### Task prompt
Transcribe the records below. Leave every line exactly as written.

[Region pointing data]
-*-

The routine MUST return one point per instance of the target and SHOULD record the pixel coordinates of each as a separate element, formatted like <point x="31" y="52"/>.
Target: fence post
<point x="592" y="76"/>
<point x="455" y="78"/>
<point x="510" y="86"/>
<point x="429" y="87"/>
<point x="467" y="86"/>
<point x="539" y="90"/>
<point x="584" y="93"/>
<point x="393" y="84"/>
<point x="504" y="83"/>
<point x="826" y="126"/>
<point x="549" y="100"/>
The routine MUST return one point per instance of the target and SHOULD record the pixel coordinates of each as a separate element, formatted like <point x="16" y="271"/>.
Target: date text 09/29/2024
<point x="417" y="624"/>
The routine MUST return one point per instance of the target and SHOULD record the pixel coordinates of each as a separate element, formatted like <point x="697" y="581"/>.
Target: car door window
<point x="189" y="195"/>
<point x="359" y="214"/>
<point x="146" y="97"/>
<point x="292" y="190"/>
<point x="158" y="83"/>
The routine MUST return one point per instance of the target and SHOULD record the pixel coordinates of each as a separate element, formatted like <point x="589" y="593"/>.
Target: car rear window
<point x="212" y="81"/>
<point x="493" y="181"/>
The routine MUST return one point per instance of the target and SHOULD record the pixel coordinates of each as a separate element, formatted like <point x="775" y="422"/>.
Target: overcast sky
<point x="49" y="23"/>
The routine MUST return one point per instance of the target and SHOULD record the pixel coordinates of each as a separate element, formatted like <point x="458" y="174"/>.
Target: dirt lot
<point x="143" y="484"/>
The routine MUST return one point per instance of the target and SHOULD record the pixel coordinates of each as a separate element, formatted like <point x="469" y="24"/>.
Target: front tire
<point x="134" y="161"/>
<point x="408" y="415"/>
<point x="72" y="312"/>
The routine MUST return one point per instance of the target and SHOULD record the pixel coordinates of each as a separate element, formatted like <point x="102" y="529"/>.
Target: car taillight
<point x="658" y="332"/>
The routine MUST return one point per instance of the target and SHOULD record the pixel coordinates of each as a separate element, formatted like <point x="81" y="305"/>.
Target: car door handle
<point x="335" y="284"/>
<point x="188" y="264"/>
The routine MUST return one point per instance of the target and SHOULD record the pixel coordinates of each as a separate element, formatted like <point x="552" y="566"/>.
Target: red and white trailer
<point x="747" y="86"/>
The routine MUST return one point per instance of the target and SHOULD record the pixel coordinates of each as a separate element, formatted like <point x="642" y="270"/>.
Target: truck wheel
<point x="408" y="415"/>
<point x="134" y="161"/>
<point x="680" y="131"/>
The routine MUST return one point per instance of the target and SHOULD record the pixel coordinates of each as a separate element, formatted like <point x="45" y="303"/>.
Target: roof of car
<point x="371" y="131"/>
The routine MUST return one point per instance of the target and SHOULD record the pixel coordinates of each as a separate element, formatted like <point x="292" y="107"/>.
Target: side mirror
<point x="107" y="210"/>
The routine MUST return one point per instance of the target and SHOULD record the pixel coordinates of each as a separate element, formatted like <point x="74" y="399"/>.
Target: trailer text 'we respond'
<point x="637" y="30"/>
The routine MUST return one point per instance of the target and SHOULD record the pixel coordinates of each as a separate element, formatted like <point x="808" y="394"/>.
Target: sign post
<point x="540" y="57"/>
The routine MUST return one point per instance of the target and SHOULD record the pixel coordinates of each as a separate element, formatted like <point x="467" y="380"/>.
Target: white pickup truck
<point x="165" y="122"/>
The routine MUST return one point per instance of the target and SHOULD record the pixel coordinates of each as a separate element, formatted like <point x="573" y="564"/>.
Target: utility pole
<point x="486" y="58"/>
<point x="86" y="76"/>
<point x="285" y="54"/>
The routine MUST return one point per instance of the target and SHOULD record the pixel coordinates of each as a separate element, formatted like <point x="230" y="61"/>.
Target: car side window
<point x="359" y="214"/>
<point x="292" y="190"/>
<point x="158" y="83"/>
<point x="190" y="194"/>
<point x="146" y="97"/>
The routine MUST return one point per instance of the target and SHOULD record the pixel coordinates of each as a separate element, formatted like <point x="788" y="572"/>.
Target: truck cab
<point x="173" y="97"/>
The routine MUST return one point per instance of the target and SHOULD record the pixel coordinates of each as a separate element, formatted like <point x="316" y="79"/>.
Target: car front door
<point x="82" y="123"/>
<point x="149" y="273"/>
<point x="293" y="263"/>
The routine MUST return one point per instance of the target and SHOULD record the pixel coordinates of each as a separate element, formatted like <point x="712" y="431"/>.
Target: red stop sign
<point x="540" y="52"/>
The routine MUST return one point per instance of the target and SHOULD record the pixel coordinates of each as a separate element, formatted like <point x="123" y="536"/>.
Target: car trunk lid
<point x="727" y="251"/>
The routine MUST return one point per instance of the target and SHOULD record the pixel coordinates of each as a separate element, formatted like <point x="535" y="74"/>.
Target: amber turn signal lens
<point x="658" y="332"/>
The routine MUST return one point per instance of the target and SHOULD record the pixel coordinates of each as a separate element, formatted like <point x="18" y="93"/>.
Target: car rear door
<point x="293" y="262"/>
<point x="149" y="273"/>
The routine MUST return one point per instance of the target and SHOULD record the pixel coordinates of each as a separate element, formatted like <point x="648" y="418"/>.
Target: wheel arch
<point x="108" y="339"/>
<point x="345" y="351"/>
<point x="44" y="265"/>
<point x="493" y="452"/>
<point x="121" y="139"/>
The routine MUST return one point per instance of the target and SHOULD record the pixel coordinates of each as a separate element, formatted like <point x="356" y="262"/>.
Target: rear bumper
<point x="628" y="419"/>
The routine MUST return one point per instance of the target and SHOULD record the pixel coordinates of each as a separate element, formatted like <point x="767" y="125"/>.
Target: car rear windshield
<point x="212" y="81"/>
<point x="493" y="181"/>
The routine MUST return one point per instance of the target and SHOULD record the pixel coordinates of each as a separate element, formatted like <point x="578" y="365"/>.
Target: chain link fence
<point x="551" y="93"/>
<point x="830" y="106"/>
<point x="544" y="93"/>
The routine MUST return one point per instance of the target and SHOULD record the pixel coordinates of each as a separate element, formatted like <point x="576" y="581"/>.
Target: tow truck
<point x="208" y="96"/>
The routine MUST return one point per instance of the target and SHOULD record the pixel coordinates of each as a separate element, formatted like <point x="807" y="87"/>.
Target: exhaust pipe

-*-

### Expected output
The routine MUST return one point per instance of the target and SHOULD record the pixel coordinates of each as a separate element, formatted like <point x="31" y="52"/>.
Target: fence post
<point x="592" y="76"/>
<point x="455" y="78"/>
<point x="510" y="86"/>
<point x="429" y="87"/>
<point x="467" y="86"/>
<point x="539" y="90"/>
<point x="584" y="93"/>
<point x="393" y="84"/>
<point x="504" y="83"/>
<point x="826" y="126"/>
<point x="549" y="100"/>
The routine MUST return one point per instance of the target and SHOULD record the pixel coordinates of each as a separate element, formatted like <point x="16" y="271"/>.
Target: date text 09/29/2024
<point x="417" y="624"/>
The routine MUST return one point per instance of the target and SHOULD record the pixel coordinates of each as a separate element, formatted like <point x="697" y="581"/>.
Target: car door window
<point x="189" y="195"/>
<point x="359" y="214"/>
<point x="146" y="97"/>
<point x="292" y="190"/>
<point x="158" y="83"/>
The routine MUST return one point per instance of the target and SHOULD record the pixel coordinates of each as a separate element, formatted like <point x="589" y="593"/>.
Target: car rear window
<point x="212" y="81"/>
<point x="493" y="181"/>
The routine MUST return one point per instance of the target and SHOULD record the pixel coordinates of each as a separate element, formatted like <point x="775" y="422"/>.
Target: overcast sky
<point x="49" y="23"/>
The routine MUST return one point per instance of the target and SHOULD record the pixel coordinates of each as a separate element, formatted like <point x="458" y="174"/>.
Target: dirt lot
<point x="143" y="484"/>
The routine MUST return one point per instance of the target and SHOULD record the pixel coordinates of each as a separate element, formatted like <point x="469" y="24"/>.
Target: front tire
<point x="134" y="161"/>
<point x="408" y="415"/>
<point x="72" y="312"/>
The routine MUST return one point per instance of the target and SHOULD record the pixel coordinates of each as a separate element, formatted like <point x="102" y="529"/>.
Target: car taillight
<point x="658" y="332"/>
The routine MUST return one point per instance of the target and SHOULD record the pixel coordinates of each as a separate element, formatted like <point x="81" y="305"/>.
Target: car door handle
<point x="335" y="284"/>
<point x="188" y="264"/>
The routine MUST return one point per instance of the target and SHOULD record the pixel coordinates of each as a separate element, formatted like <point x="552" y="566"/>.
Target: red and white trailer
<point x="747" y="86"/>
The routine MUST return one point per instance of the target and SHOULD record the pixel coordinates of each as a separate element, formatted like <point x="642" y="270"/>.
Target: truck wheel
<point x="408" y="415"/>
<point x="134" y="161"/>
<point x="680" y="131"/>
The routine MUST return one point per instance of the target and SHOULD record the pixel coordinates of each as a separate element, formatted like <point x="45" y="303"/>.
Target: roof of car
<point x="371" y="131"/>
The routine MUST return one point per instance of the target and SHOULD record the pixel coordinates of each as a separate element, formatted like <point x="292" y="107"/>.
Target: side mirror
<point x="107" y="210"/>
The routine MUST return one point per instance of the target and SHOULD record the pixel coordinates of each as a separate element, formatted like <point x="74" y="399"/>.
Target: trailer text 'we respond'
<point x="637" y="30"/>
The routine MUST return one point per instance of the target and SHOULD record the pixel coordinates of each as a separate element, formatted like <point x="808" y="394"/>.
Target: sign post
<point x="540" y="57"/>
The routine MUST return one point per instance of the target and SHOULD record the pixel coordinates of each as a separate element, formatted like <point x="467" y="380"/>.
Target: white pickup truck
<point x="165" y="122"/>
The routine MUST return one point per instance of the target and SHOULD record the pixel coordinates of each as a separate element, formatted like <point x="573" y="564"/>.
Target: utility pole
<point x="486" y="58"/>
<point x="86" y="76"/>
<point x="285" y="54"/>
The routine MUST return one point per instance of the target and SHOULD record the pixel coordinates of each as a separate element, formatted like <point x="230" y="61"/>.
Target: car side window
<point x="359" y="214"/>
<point x="292" y="190"/>
<point x="158" y="83"/>
<point x="190" y="194"/>
<point x="146" y="97"/>
The routine MUST return one point per instance of the target and SHOULD record the pixel coordinates of each as a separate element, formatted like <point x="788" y="572"/>.
Target: truck cab
<point x="173" y="97"/>
The routine MUST return one point per instance of the target and SHOULD record the pixel coordinates of each as a separate element, formatted like <point x="316" y="79"/>.
Target: car front door
<point x="82" y="123"/>
<point x="149" y="273"/>
<point x="293" y="263"/>
The routine MUST return one point per instance of the target and SHOULD record the pixel coordinates of each as a separate element, formatted like <point x="712" y="431"/>.
Target: red stop sign
<point x="540" y="52"/>
The routine MUST return one point per instance of the target and SHOULD record the pixel coordinates of each as a separate element, formatted like <point x="123" y="536"/>.
Target: car trunk lid
<point x="727" y="251"/>
The routine MUST return one point per instance of the target and SHOULD record the pixel coordinates of each as a separate element, formatted like <point x="535" y="74"/>.
Target: amber turn signal lens
<point x="658" y="332"/>
The routine MUST return one point per instance of the target and SHOULD record the pixel coordinates of each as a separate element, formatted like <point x="18" y="93"/>.
Target: car rear door
<point x="293" y="262"/>
<point x="149" y="273"/>
The routine MUST return one point per instance of the target and SHOULD record the pixel coordinates of each as a separate element, formatted like <point x="648" y="418"/>.
Target: wheel arch
<point x="108" y="339"/>
<point x="345" y="351"/>
<point x="44" y="265"/>
<point x="493" y="452"/>
<point x="121" y="139"/>
The routine MUST return one point per instance of the target and SHOULD record the pixel coordinates of each as a separate element, formatted like <point x="356" y="262"/>.
Target: rear bumper
<point x="628" y="419"/>
The routine MUST return one point per instance of the target and SHOULD record the pixel coordinates of each as a separate element, formatted like <point x="767" y="125"/>.
Target: car rear windshield
<point x="212" y="81"/>
<point x="493" y="181"/>
The routine MUST return one point per instance of the target and SHOULD record the pixel coordinates of each as a separate element, formatted like <point x="578" y="365"/>.
Target: chain link fence
<point x="551" y="93"/>
<point x="830" y="106"/>
<point x="544" y="93"/>
The routine MUST return one point per instance of the target and SHOULD record the pixel coordinates of each as a separate element, formatted like <point x="576" y="581"/>.
Target: tow truck
<point x="208" y="96"/>
The routine MUST return one point per instance of the target and SHOULD record the pixel coordinates of each as a separate element, formatted like <point x="807" y="87"/>.
Target: exhaust pipe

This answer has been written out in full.